▸ Problems and tasks
[1] According to the article on crying, at least how many times a year do women shed emotional tears?
[2] Write out the passage from the article on crying between "How crying can" and "difficult to let go.", inclusive.
[3] Translate this sentence from the article on crying into Spanish: "Laughter and anger are both well known to have advantages."

▸ Excerpt to read
++++

How crying can make you healthier

We all know a good cry helps to soothe our minds. Now doctors are discovering that tears may help to heal our bodies, too. Roger Dobson reports

It makes nine out of 10 people feel better, reduces stress, and may help to keep the body healthy. It's also free, available to almost everyone, and has no known side effects, other than wet tissues, red eyes and runny makeup. Crying may not be a blockbuster drug, but the latest research suggests it's highly effective at healing, and that it improves the mood of 88.8 per cent of weepers, with only 8.4 per cent feeling worse. So beneficial is it that the researchers suggest there may be a case for inducing crying in those who find it difficult to let go.

But while almost all of us shed emotional tears at some time – at least 47 times a year for women, and seven for men – exactly why we cry, and much about what happens when we do, remains a mystery. For crying, a uniquely human form of emotional expression, to have survived evolution, it should have a practical purpose and give some kind of survival advantage. Laughter and anger are both well known to have advantages. Laughter, for example, has been shown to promote healing, increase blood flow, reduce levels of stress hormones, boost the immune system and produce more disease-fighting compounds.

++++

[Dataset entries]
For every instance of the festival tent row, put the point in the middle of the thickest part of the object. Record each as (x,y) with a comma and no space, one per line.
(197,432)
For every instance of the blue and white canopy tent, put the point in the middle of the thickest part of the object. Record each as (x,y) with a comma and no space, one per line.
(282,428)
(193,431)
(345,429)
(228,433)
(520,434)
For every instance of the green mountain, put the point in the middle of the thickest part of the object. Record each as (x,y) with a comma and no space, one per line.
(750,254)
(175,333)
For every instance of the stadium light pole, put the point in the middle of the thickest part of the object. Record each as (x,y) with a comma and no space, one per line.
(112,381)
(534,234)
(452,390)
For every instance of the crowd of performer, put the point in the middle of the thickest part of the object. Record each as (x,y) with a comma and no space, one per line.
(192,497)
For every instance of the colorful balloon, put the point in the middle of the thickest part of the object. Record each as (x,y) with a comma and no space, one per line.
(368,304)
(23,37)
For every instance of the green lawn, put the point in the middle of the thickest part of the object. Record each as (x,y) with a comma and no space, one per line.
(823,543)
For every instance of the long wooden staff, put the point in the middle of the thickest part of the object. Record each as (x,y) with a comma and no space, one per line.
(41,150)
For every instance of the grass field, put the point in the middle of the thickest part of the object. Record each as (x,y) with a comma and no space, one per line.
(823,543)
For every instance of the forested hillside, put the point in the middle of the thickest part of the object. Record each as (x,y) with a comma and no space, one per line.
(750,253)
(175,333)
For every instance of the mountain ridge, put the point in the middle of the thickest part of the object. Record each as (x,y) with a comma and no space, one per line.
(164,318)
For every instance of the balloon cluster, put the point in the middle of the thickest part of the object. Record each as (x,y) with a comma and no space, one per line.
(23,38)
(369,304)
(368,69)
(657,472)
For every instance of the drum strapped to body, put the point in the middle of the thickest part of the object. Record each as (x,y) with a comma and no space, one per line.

++++

▸ Answer set
[1] At least 47 times a year.

[2]
How crying can make you healthier

We all know a good cry helps to soothe our minds. Now doctors are discovering that tears may help to heal our bodies, too. Roger Dobson reports

It makes nine out of 10 people feel better, reduces stress, and may help to keep the body healthy. It's also free, available to almost everyone, and has no known side effects, other than wet tissues, red eyes and runny makeup. Crying may not be a blockbuster drug, but the latest research suggests it's highly effective at healing, and that it improves the mood of 88.8 per cent of weepers, with only 8.4 per cent feeling worse. So beneficial is it that the researchers suggest there may be a case for inducing crying in those who find it difficult to let go.

[3] Es bien sabido que tanto la risa como la ira tienen ventajas.